◆ Data to process
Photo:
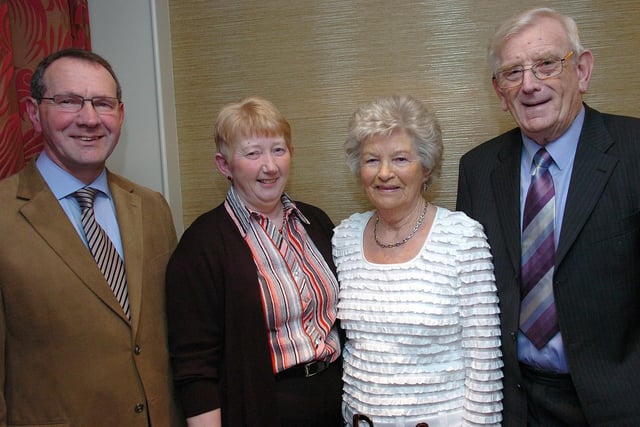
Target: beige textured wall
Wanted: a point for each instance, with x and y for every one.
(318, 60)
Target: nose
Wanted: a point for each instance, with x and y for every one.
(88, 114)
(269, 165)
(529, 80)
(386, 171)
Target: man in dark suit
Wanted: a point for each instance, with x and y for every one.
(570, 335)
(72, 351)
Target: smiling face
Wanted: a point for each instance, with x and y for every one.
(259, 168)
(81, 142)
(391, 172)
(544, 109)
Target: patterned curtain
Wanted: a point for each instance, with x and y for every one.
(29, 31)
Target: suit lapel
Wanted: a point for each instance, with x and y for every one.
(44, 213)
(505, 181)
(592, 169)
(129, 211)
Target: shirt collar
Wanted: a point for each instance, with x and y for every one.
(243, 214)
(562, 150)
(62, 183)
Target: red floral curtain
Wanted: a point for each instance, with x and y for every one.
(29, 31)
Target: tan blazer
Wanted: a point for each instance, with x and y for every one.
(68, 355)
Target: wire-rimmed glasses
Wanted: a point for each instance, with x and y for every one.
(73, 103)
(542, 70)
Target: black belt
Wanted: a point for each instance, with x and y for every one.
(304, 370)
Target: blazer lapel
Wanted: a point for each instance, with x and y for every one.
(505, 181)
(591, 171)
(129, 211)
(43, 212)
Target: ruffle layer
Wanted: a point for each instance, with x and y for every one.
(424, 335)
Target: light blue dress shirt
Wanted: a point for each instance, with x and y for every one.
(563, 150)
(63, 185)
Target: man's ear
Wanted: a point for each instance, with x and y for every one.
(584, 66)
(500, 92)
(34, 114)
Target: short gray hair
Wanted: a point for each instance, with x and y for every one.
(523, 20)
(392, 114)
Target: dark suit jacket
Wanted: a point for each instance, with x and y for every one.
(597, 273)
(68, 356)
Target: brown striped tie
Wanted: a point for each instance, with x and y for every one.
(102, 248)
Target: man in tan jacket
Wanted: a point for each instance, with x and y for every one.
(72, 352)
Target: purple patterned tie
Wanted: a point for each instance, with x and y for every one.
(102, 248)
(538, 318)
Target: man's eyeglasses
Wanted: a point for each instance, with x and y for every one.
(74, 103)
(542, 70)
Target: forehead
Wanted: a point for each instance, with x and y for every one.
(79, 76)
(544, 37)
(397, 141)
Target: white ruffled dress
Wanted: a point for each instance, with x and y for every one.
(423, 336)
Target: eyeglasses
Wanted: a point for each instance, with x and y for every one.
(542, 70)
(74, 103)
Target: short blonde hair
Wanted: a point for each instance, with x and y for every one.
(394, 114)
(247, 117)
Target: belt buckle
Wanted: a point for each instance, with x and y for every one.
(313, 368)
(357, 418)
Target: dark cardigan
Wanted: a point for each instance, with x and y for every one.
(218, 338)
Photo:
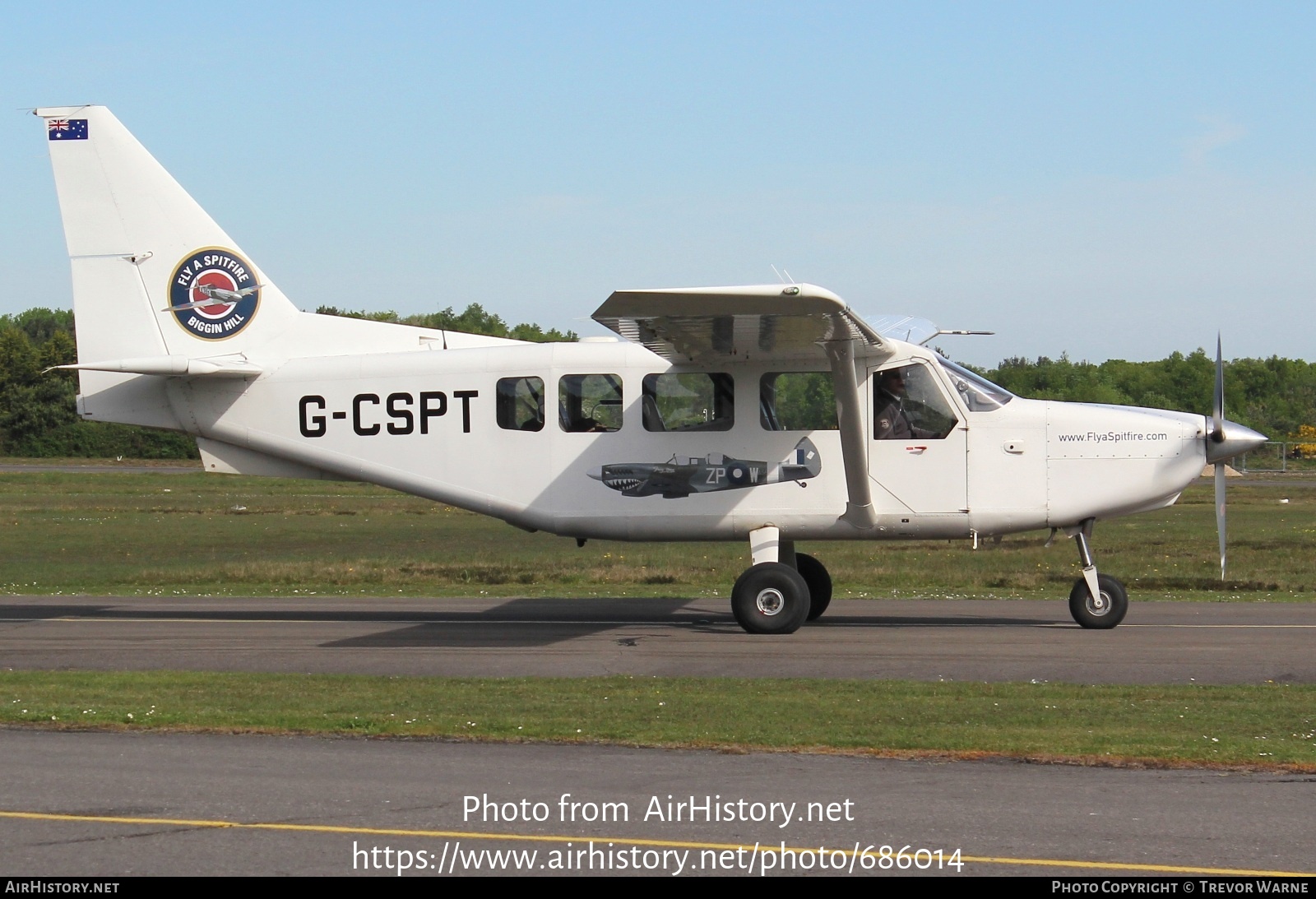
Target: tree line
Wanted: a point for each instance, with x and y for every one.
---
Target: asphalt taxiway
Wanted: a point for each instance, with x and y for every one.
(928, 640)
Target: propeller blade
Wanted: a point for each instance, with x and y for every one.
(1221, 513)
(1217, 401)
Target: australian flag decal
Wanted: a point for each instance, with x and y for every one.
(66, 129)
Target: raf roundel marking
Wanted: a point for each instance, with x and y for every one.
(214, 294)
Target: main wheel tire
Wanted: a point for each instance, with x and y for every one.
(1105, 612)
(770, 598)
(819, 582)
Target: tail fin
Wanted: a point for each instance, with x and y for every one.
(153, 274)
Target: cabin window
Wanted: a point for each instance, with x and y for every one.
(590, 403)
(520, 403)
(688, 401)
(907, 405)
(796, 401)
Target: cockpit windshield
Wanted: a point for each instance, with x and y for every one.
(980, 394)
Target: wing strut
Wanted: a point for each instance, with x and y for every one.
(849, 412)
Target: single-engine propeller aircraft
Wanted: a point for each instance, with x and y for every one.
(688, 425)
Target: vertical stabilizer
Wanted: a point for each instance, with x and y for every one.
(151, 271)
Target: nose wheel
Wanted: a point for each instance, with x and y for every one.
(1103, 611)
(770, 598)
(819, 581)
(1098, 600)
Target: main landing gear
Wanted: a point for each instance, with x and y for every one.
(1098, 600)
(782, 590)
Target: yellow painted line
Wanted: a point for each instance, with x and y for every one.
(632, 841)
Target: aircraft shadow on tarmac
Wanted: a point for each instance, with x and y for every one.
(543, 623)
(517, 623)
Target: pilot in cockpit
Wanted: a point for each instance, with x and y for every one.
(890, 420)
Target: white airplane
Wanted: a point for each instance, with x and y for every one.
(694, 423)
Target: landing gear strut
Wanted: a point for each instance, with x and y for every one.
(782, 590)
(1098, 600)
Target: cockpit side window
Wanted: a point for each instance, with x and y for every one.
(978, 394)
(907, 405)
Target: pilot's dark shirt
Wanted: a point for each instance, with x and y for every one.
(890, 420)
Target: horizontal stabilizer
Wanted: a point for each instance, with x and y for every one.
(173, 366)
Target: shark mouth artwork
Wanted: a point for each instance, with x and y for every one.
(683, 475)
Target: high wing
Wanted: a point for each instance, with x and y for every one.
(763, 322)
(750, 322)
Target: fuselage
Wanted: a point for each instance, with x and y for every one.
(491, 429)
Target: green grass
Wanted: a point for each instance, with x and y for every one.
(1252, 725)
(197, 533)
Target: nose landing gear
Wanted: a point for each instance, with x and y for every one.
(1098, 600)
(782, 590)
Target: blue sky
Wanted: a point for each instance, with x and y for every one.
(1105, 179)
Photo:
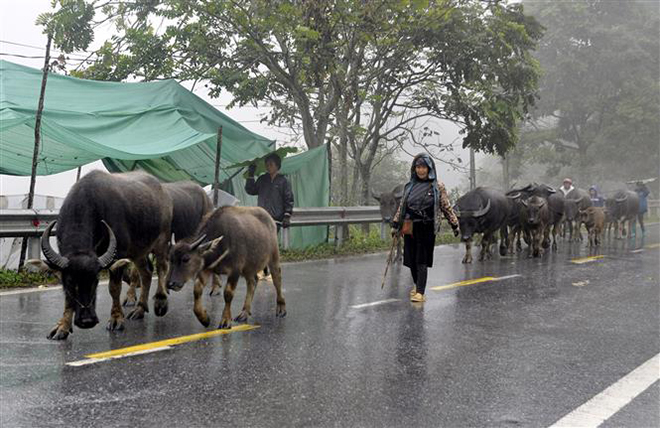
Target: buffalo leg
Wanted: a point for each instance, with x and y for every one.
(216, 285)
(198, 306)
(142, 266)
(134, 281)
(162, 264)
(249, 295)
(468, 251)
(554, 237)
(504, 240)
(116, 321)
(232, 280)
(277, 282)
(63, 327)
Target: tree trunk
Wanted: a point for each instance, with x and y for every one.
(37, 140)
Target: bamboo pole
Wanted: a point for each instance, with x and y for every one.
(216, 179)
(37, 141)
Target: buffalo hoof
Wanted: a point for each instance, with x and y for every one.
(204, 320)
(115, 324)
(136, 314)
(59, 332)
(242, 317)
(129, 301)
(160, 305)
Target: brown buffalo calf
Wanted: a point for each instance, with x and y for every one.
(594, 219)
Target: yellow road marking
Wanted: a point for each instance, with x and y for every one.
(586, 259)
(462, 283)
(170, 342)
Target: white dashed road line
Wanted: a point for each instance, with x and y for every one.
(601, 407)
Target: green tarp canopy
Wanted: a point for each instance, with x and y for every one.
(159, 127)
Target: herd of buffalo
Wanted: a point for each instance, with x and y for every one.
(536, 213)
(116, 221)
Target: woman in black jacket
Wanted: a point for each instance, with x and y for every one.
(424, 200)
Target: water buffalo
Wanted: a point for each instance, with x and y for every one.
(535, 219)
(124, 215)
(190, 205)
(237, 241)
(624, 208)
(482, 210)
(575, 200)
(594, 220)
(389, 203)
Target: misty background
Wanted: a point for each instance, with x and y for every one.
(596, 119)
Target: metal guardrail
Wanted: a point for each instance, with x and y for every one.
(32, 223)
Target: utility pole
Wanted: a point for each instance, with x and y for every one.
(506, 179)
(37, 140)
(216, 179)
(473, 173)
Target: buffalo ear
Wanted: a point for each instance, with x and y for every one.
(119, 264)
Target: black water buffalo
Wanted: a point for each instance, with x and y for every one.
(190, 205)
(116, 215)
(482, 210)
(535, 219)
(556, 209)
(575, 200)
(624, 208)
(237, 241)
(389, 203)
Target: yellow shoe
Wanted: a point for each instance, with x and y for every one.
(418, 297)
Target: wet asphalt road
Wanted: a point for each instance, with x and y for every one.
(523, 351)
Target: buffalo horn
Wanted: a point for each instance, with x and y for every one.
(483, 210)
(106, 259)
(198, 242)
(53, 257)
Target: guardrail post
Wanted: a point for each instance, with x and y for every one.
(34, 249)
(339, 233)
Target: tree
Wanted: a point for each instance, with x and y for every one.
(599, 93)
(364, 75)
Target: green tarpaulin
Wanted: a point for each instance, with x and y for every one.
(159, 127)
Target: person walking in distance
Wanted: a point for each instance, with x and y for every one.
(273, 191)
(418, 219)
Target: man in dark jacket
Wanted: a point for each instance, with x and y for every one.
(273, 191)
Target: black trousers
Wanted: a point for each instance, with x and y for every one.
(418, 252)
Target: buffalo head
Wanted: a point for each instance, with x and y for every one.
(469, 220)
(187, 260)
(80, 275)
==
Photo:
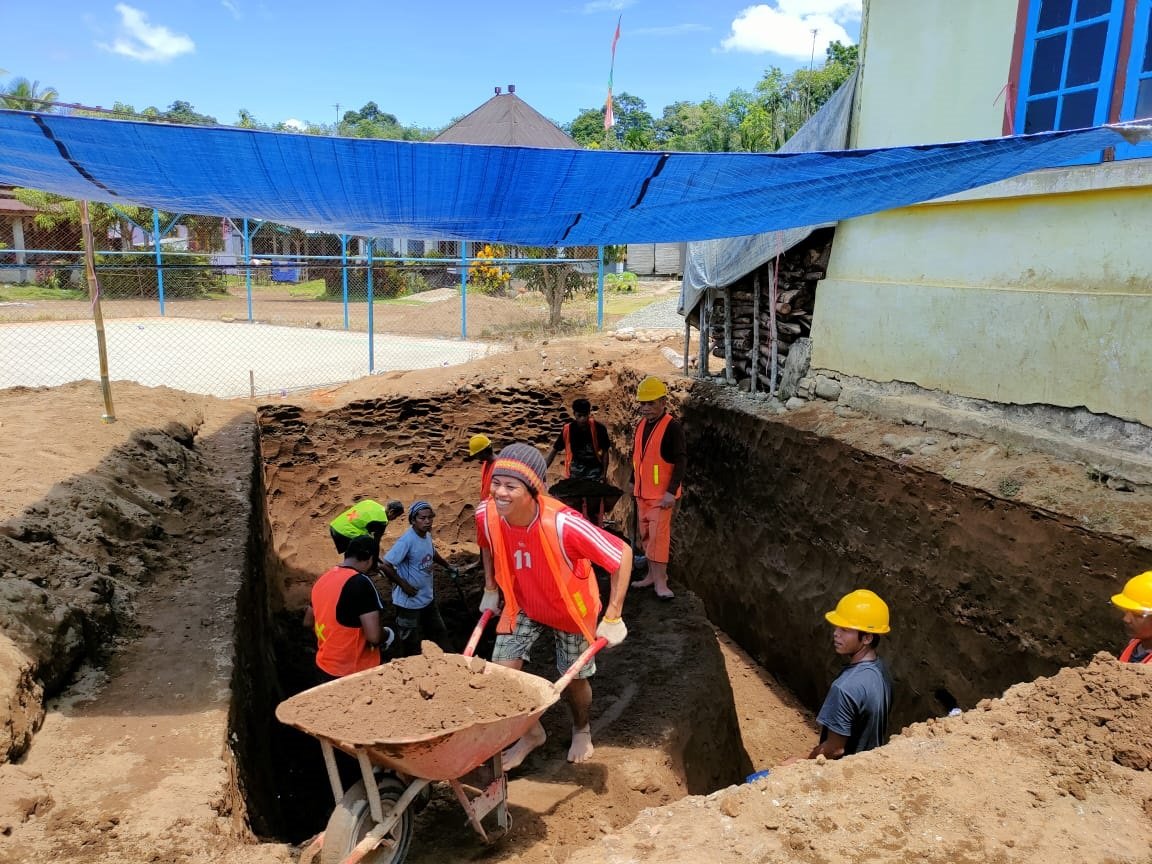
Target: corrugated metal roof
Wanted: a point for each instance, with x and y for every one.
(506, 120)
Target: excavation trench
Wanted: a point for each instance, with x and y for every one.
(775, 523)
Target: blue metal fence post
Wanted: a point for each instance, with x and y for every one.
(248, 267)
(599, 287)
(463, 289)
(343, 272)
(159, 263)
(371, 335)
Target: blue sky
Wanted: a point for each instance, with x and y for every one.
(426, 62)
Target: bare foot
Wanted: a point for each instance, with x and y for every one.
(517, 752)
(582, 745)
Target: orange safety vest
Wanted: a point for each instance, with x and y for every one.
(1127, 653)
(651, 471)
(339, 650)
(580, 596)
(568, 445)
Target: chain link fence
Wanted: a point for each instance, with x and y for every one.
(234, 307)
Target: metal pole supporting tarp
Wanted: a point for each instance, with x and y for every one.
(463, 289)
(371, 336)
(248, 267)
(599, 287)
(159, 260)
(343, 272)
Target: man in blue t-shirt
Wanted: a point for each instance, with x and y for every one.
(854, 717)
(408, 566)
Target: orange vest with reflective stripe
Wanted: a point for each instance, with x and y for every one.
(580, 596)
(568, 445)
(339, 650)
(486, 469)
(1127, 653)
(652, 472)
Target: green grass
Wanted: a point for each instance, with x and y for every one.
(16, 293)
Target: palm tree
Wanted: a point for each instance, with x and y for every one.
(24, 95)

◆ Assigned task
Above are the records; from them, give again exactly the lines from the one containing "Target: light blue dress shirt" through the one containing "Target: short gray hair", both included.

◆ Result of the task
Target: light blue dress shirt
Wanted: a point for each instance, with x and y for every one.
(563, 150)
(63, 185)
Target: man's ear
Wanted: a point for each instance, with x and y for every one.
(584, 66)
(500, 92)
(34, 114)
Target: short gray hair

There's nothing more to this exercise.